Task details:
Write out precisely the lines beginning with the line that contains "[spot] the fried" and ending with the last line of the entries, and no other lines.

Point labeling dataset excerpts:
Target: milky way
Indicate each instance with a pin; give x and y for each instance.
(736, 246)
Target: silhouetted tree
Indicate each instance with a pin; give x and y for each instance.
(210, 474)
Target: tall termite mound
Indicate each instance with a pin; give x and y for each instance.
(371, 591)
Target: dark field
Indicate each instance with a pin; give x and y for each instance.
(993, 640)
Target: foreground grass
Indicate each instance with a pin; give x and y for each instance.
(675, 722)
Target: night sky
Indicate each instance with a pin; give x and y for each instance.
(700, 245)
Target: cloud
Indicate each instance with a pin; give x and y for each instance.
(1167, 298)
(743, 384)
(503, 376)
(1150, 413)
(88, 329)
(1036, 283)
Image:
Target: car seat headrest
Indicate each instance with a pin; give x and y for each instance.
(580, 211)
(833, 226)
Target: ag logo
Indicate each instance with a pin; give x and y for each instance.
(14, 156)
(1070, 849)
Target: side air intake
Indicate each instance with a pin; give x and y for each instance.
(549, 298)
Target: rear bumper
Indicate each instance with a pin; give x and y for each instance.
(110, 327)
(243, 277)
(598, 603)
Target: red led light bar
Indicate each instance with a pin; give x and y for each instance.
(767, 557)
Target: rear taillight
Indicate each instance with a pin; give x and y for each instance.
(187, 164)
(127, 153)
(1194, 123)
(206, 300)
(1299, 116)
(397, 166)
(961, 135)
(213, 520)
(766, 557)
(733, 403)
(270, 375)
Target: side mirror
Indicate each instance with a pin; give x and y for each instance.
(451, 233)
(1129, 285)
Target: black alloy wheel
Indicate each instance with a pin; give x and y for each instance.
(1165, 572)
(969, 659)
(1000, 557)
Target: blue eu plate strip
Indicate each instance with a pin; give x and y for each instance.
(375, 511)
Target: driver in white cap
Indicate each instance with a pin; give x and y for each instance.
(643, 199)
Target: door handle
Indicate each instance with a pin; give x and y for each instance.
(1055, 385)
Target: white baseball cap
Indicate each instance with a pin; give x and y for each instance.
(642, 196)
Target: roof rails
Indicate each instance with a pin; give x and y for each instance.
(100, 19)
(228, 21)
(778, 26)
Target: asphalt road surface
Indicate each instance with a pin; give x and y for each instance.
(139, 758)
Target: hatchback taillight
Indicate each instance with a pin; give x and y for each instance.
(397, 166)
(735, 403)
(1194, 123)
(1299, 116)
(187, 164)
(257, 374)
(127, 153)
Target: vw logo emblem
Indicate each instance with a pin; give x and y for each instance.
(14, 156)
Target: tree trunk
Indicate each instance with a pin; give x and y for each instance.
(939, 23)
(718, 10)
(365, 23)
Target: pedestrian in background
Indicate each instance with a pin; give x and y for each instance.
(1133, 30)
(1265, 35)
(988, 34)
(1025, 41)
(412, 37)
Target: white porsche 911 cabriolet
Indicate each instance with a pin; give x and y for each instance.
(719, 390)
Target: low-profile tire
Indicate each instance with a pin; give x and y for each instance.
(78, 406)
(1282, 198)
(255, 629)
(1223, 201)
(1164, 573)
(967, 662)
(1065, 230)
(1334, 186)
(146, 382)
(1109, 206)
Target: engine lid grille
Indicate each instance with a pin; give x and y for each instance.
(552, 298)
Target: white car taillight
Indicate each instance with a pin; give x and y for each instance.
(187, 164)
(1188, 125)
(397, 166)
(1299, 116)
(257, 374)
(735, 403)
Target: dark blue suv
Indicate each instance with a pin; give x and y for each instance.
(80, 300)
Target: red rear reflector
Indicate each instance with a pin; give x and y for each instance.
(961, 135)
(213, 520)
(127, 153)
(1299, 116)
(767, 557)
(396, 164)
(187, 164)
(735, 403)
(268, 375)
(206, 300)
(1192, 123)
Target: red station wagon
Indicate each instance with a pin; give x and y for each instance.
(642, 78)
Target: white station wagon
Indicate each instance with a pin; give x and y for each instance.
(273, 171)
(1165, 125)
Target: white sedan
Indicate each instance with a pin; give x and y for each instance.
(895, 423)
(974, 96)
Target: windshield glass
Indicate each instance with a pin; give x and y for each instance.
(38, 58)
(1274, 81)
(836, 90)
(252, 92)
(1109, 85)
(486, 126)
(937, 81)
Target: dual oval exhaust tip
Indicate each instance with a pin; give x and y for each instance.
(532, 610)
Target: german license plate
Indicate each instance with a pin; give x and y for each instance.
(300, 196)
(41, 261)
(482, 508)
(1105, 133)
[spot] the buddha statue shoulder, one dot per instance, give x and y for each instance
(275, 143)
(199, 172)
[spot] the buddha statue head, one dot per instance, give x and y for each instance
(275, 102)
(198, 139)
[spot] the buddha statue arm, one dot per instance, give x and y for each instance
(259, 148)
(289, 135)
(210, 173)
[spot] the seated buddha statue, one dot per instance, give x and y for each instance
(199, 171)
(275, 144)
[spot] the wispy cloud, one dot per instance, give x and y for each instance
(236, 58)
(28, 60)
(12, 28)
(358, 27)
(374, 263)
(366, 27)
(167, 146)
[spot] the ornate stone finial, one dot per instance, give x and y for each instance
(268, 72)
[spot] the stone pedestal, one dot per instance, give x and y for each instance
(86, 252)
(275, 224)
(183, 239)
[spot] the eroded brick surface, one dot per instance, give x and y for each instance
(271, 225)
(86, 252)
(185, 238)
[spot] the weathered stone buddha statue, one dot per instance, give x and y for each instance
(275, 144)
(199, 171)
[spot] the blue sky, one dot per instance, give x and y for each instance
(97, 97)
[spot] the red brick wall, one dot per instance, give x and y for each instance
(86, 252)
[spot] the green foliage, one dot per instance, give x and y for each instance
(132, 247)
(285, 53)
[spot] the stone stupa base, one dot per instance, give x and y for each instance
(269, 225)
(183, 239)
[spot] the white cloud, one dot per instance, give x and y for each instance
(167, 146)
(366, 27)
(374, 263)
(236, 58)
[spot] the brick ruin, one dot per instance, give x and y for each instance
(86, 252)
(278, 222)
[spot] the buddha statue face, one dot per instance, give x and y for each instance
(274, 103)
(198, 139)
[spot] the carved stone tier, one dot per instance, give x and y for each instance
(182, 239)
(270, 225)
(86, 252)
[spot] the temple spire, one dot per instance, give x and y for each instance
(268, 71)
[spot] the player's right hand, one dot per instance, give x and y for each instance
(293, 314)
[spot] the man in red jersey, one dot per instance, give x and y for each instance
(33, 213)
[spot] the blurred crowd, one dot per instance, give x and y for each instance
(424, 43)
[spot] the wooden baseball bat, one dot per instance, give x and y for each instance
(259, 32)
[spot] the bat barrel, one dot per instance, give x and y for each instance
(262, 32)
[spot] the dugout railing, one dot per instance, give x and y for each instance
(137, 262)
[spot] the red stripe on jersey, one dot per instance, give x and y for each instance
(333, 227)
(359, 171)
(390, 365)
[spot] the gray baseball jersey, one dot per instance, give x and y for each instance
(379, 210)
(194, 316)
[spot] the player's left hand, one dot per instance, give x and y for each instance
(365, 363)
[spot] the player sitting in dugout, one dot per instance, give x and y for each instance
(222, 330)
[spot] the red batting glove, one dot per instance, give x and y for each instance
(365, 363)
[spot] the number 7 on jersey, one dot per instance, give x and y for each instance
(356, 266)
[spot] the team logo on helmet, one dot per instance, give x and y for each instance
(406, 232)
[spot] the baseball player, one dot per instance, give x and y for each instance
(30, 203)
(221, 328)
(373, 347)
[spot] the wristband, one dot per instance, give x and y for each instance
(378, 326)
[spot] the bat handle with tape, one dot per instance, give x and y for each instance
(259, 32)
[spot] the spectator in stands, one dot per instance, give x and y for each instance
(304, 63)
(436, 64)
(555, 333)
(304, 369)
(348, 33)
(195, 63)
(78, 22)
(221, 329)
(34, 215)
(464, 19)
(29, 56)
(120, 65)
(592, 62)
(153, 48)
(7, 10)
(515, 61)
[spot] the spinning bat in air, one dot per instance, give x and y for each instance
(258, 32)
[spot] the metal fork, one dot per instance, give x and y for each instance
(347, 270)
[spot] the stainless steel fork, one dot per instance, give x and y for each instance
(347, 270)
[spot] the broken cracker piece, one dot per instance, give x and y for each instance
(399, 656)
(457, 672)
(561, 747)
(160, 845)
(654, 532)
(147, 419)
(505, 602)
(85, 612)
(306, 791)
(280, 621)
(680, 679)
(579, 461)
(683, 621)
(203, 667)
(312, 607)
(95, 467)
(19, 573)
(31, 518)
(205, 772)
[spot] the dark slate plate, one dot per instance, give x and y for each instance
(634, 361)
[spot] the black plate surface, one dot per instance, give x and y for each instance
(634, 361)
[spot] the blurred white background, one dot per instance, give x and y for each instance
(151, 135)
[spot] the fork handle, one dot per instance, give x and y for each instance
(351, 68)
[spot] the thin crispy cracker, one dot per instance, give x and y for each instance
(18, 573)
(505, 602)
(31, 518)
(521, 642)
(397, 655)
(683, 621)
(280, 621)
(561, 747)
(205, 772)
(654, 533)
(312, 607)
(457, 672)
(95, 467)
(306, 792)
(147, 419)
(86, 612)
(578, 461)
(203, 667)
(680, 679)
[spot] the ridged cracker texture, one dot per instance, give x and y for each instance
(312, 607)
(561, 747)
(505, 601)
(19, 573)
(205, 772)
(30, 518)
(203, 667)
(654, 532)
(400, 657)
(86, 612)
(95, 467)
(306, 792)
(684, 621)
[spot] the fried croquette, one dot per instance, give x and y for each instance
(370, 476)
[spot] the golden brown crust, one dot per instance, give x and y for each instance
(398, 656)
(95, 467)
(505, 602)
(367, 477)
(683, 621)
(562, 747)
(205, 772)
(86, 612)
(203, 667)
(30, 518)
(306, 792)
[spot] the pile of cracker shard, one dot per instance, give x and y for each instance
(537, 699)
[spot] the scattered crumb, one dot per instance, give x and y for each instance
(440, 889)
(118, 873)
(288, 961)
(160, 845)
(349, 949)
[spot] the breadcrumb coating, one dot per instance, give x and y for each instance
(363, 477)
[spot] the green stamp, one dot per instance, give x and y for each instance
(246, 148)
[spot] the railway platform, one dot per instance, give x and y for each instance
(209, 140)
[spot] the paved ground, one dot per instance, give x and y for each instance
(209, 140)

Exercise output:
[spot] the fried croquette, one dot per instance, give x and y for each instance
(370, 476)
[spot] the golden brown crust, one dot per instance, give x and y for each instance
(398, 656)
(95, 467)
(505, 602)
(367, 477)
(683, 621)
(562, 747)
(205, 772)
(86, 612)
(203, 667)
(30, 518)
(306, 792)
[spot] the pile of cracker shard, one dot per instance, give x and y for each instance
(537, 699)
[spot] the scattered crumb, one dot per instance, give x and y for each instance
(440, 889)
(118, 873)
(288, 961)
(160, 845)
(349, 949)
[spot] the breadcrumb coating, one dot per instance, give x and y for each instance
(363, 477)
[spot] the green stamp, one dot per instance, give x and y for each instance
(246, 148)
[spot] the railway platform, one dot per instance, give x and y for each instance
(209, 140)
[spot] the paved ground, one dot per instance, give x and y for each instance
(209, 140)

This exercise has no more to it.